### [TASK DETAILS]
Output the lines below exactly, please, from the first line until the line with "pixel 168 8.", counting both.

### [EXERCISE DATA]
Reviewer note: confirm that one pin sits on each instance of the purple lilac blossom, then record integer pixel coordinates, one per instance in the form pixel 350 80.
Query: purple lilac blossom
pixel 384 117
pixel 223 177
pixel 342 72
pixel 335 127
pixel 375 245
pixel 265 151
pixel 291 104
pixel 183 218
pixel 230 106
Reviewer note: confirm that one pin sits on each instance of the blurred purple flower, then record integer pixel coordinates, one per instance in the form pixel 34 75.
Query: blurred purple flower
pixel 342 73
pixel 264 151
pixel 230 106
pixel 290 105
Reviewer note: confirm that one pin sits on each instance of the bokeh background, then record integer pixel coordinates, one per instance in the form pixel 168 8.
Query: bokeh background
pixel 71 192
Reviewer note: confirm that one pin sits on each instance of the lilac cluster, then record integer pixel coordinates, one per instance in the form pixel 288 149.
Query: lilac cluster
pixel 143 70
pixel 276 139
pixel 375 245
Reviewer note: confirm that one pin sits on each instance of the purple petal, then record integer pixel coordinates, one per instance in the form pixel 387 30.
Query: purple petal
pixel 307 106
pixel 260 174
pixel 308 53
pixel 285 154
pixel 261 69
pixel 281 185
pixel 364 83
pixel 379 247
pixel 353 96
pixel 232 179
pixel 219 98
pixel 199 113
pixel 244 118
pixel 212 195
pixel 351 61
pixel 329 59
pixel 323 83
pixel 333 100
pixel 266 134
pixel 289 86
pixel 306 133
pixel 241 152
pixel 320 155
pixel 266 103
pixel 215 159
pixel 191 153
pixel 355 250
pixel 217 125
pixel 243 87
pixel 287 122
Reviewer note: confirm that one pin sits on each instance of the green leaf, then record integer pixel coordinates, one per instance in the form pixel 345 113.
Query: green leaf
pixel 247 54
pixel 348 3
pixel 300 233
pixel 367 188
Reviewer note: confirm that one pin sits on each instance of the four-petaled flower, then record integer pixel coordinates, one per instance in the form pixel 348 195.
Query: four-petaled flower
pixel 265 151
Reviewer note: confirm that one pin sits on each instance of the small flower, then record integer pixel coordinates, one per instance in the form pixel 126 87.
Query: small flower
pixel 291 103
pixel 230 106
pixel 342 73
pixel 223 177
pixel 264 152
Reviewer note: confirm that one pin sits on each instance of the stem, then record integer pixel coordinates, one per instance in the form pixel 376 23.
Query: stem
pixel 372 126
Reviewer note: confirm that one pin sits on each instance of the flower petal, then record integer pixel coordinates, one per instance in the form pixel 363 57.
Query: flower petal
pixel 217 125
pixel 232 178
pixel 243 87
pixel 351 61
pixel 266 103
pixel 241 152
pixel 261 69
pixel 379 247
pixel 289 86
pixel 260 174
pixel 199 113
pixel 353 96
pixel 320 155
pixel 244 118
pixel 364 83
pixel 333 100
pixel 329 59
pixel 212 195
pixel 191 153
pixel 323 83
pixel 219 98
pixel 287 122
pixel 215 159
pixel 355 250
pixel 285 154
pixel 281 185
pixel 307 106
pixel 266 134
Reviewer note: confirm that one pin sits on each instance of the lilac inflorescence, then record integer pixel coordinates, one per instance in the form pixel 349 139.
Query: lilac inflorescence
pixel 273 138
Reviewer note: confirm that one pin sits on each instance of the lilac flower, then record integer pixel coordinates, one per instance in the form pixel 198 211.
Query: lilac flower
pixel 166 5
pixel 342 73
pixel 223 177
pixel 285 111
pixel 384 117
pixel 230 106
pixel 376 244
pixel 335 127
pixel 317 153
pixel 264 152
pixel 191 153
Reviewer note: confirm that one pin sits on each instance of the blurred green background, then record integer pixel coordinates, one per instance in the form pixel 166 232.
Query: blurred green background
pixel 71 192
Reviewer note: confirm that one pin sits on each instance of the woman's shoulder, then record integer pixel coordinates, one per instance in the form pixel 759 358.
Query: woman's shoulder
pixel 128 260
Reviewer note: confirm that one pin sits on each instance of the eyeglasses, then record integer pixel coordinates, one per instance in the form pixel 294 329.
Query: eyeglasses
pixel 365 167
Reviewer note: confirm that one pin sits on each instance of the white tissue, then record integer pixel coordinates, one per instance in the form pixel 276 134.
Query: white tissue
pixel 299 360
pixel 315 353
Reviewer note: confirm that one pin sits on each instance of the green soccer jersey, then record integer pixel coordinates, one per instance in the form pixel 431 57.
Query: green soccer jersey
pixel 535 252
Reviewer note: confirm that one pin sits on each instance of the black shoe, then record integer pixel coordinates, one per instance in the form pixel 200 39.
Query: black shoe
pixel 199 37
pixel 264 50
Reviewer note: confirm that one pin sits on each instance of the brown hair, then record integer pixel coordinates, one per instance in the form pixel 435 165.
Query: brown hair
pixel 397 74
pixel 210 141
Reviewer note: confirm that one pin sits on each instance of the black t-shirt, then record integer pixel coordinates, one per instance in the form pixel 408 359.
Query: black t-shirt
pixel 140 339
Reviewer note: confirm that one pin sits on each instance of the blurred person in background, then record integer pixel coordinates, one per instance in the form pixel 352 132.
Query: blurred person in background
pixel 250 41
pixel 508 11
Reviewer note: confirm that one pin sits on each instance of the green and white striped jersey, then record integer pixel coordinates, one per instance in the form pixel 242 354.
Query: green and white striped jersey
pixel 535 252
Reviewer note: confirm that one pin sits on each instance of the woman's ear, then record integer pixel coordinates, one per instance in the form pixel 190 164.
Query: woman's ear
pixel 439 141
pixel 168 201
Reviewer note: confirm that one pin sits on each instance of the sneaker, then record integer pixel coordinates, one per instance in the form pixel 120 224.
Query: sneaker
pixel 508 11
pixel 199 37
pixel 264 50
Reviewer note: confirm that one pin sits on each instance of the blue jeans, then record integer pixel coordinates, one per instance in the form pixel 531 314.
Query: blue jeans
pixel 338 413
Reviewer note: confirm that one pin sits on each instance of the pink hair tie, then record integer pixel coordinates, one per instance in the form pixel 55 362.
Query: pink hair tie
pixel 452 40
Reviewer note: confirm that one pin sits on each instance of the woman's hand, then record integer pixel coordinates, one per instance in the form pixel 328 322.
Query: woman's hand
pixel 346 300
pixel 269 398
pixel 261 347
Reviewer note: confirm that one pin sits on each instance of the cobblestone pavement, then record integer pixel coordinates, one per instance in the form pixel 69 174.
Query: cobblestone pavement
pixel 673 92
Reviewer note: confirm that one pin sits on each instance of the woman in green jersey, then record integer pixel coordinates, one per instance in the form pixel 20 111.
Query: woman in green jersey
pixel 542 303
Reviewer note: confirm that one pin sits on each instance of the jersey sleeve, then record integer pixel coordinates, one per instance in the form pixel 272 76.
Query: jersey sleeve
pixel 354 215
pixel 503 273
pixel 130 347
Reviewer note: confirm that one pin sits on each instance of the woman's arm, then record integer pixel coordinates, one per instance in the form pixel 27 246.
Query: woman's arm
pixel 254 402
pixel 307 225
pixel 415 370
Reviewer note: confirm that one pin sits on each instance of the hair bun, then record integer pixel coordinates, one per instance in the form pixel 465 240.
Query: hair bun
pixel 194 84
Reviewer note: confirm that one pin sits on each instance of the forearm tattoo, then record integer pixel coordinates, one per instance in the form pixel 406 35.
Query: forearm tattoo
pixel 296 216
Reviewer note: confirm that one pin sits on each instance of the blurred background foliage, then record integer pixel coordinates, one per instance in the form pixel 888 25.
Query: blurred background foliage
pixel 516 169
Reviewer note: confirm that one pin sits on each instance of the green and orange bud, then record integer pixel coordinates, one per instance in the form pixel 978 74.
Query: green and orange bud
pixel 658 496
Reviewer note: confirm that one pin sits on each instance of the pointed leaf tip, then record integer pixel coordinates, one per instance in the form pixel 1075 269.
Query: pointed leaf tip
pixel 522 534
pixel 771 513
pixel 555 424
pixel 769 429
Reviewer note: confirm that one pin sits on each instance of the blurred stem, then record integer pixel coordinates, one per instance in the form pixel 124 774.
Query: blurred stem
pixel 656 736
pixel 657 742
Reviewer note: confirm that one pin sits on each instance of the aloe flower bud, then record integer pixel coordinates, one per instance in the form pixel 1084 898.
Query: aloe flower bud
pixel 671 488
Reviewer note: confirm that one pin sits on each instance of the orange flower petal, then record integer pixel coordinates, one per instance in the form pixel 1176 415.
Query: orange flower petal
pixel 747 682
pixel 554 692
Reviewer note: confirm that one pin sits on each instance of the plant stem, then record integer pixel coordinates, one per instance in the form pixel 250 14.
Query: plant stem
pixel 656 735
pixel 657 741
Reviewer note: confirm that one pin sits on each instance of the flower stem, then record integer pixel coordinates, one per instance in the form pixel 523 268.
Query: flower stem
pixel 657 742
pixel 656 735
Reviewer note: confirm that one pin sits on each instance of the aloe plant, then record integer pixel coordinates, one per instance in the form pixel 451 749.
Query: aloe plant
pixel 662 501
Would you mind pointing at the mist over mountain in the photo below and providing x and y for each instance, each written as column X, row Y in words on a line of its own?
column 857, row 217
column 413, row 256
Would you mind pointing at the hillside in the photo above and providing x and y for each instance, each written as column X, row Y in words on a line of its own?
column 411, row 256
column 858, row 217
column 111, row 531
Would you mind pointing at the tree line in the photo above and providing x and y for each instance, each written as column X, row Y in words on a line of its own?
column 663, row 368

### [SOLUTION TO THE EXERCISE]
Reviewer note: confirm that one pin sits on each instance of the purple lilac blossom, then record integer pixel coordinates, one per instance in the form pixel 350 80.
Query: purple lilac blossom
pixel 384 117
pixel 223 177
pixel 342 72
pixel 335 127
pixel 375 245
pixel 265 151
pixel 291 104
pixel 183 218
pixel 230 106
Reviewer note: confirm that one pin sits on each instance of the blurred purple flower, then record integer pixel coordinates, one per instance in the form pixel 34 75.
Query: blurred purple flower
pixel 342 73
pixel 264 151
pixel 230 106
pixel 290 105
Reviewer note: confirm that one pin sits on each instance of the bokeh background, then record integer pixel coordinates, one per instance in the form pixel 168 8.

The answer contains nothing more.